Written task => Return all of the material below line for line, without changing a word, and leave the pictures out.
☆ ☆ ☆ ☆
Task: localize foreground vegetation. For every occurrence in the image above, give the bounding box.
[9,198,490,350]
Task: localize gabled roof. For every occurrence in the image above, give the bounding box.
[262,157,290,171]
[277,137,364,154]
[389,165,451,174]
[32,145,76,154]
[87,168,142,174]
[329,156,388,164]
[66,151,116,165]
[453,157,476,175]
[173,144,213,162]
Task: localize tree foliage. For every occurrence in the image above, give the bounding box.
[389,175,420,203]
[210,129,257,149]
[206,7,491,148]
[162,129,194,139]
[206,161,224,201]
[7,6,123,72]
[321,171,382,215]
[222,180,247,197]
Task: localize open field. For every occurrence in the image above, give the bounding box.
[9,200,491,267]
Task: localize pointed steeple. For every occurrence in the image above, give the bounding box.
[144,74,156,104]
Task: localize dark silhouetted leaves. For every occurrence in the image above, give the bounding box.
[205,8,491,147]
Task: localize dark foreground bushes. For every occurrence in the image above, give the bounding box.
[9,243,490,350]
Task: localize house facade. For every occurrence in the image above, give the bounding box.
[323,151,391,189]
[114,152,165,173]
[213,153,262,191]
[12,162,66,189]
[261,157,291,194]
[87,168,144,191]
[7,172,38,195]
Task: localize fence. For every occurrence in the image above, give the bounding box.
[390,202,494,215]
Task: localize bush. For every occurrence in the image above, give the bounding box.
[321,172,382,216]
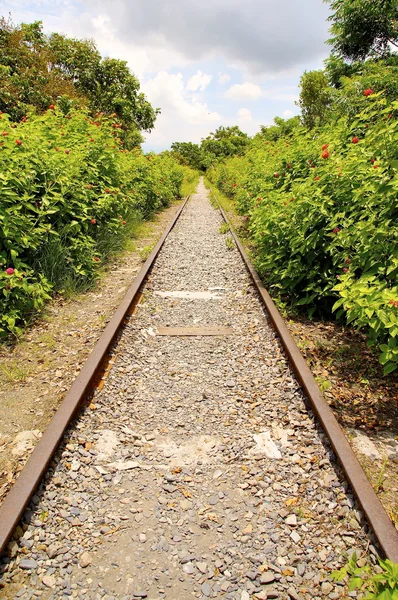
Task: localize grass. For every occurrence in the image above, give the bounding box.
[140,244,154,260]
[225,236,235,250]
[0,360,30,383]
[180,171,200,198]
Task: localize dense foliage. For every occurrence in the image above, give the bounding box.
[0,18,158,147]
[171,125,250,171]
[209,87,398,373]
[326,0,398,60]
[0,105,192,336]
[332,552,398,600]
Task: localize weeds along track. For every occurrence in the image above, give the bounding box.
[0,182,398,600]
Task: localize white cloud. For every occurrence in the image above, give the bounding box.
[236,108,253,122]
[218,73,231,85]
[225,81,262,100]
[83,0,330,73]
[187,70,213,92]
[142,71,222,148]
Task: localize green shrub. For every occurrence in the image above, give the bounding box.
[0,107,192,337]
[208,90,398,373]
[332,552,398,600]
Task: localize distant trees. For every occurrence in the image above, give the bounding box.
[0,18,159,145]
[326,0,398,61]
[298,0,398,129]
[298,71,332,129]
[171,125,250,171]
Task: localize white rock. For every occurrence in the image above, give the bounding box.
[79,552,93,569]
[95,429,120,461]
[108,460,140,471]
[42,575,55,588]
[11,429,42,456]
[249,431,282,460]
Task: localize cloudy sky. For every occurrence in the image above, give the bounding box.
[0,0,329,151]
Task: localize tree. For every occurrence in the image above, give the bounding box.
[201,125,250,162]
[325,0,398,60]
[298,71,333,129]
[171,142,206,171]
[258,116,300,142]
[0,19,159,146]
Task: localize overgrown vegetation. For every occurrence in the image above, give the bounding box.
[0,19,196,338]
[207,0,398,374]
[0,18,155,148]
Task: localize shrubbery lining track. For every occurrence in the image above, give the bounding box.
[0,185,398,576]
[0,196,189,554]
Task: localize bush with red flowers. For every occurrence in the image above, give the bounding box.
[0,105,196,337]
[208,93,398,374]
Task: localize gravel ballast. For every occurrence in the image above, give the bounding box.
[0,182,376,600]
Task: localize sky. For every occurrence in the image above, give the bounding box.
[0,0,330,152]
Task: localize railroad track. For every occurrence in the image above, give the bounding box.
[0,183,398,600]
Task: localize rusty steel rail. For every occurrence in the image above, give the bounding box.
[215,190,398,562]
[0,196,190,554]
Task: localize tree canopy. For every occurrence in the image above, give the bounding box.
[0,18,159,145]
[326,0,398,60]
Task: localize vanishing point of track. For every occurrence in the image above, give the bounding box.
[0,179,398,600]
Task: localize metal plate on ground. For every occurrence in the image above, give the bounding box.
[155,290,221,300]
[156,326,234,336]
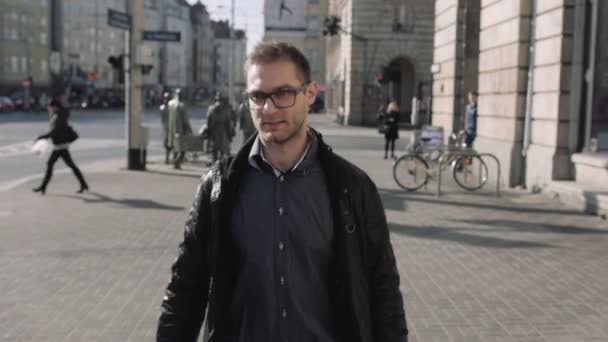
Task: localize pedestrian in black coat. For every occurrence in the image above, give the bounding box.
[32,100,89,195]
[383,101,399,159]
☆ ☆ ☆ ☆
Task answer =>
Task: localize foreground vegetation. For every occurrence in the image above, give the bounding box.
[9,198,490,350]
Task: localize gabled roof. For every occurrence in the image above, give the bounding box.
[262,157,290,171]
[277,137,364,154]
[389,165,451,174]
[32,145,76,154]
[87,168,142,174]
[329,156,388,164]
[66,151,116,165]
[453,157,476,175]
[173,144,213,162]
Task: localize tree foliage. For every occurrence in the image above, give the bounding box.
[389,175,420,203]
[210,129,257,149]
[206,7,491,148]
[162,129,194,139]
[206,161,224,201]
[7,6,123,72]
[321,171,382,215]
[222,180,247,197]
Task: localize open field. For every occurrence in the image above, give the bounding box.
[9,200,491,267]
Task: localize pointed steeple. For every occurrence in the image above, give the bounding box.
[144,74,156,104]
Task: localize dark silhouetted leaves. For every occurrence in the image above, give the bounding box.
[205,8,491,147]
Task: localize dark foreground bushes. For every occurrence in the image above, give the bounding box.
[9,243,490,350]
Task: localize house facade. For every occurrence in the image above, give the bounding box.
[323,151,391,189]
[114,152,165,173]
[213,153,262,191]
[12,162,66,189]
[261,157,291,194]
[87,168,144,191]
[7,172,38,195]
Task: localize fence. For every occurrence in the image above, give the bounding box.
[390,202,494,215]
Task: localize bush. For every occurrence in the image above, give the bounding box.
[321,172,382,216]
Task: localize grass. For every occurrence in the image above, give the bounding box.
[140,244,154,260]
[225,236,235,250]
[0,360,30,383]
[180,171,200,198]
Task: localize dense foliage. For every occurrence in the image above, give the bounding box.
[0,18,158,147]
[171,125,250,171]
[209,87,398,373]
[326,0,398,60]
[0,105,192,336]
[332,552,398,600]
Task: localize weeds along track. For every occurrence in the image above, give the bounding box.
[0,182,398,600]
Task: localize white cloud. For every occurrence in the image above, give the bounding box.
[236,108,253,122]
[218,73,231,85]
[225,81,262,100]
[83,0,330,73]
[187,70,213,92]
[142,71,222,148]
Task: localize green shrub. For every occurrence in the image above, give the bounding box.
[0,107,192,337]
[208,90,398,373]
[332,552,398,600]
Task: localize distant trees. For every occurrence in the image above, give the bounding box.
[0,18,159,145]
[326,0,398,61]
[298,0,398,129]
[298,71,332,129]
[171,125,250,171]
Task: localize white rock. For every occurrence in the image above, give the bounding box.
[79,552,93,569]
[95,429,120,461]
[108,460,140,471]
[42,575,55,588]
[11,429,42,456]
[249,431,282,460]
Task: localize cloudy sky. For every occurrence in the image above, give the bounding box.
[0,0,329,151]
Task: localize tree. For every occurrence in the image above, give the bounding box.
[201,125,250,162]
[325,0,398,60]
[298,71,333,129]
[171,142,206,171]
[258,116,300,142]
[0,19,159,146]
Task: localize overgrown vegetation. For every occurrence in the image above, give the bounding box.
[0,19,196,338]
[207,0,398,374]
[0,18,155,148]
Task: localize shrubbery lining track. For every occurrence in the image above, give the bounding box.
[0,185,398,576]
[0,196,189,554]
Task: localize bush with red flowers. For every occurrence in the image above, give the bounding box.
[0,105,196,337]
[208,93,398,374]
Task: localize gravel ballast. For every occurrence in the image above, give the bounding box.
[0,182,376,600]
Task: localize sky. For every occurrence in the image above, give the bounding box.
[0,0,330,152]
Task: localize railroad track. For every occurrence in the image above, give the bounding box.
[0,183,398,600]
Task: localize rusty steel rail. For every occurrence in the image above, give the bounding box.
[215,190,398,562]
[0,196,190,554]
Task: localize tree canopy. For every occurrence in the image above, give the bounding box.
[0,18,159,145]
[326,0,398,60]
Task: localize vanishing point of track. For every occurrence in the image above, give the bounding box.
[0,179,398,600]
Task: localize metal plate on ground. For every occurrence in the image above, give the bounding box.
[155,290,221,300]
[156,326,234,336]
Task: localize pedestrian in black coat. For every occurrence in the image above, give the bounding box.
[32,100,89,195]
[383,101,399,159]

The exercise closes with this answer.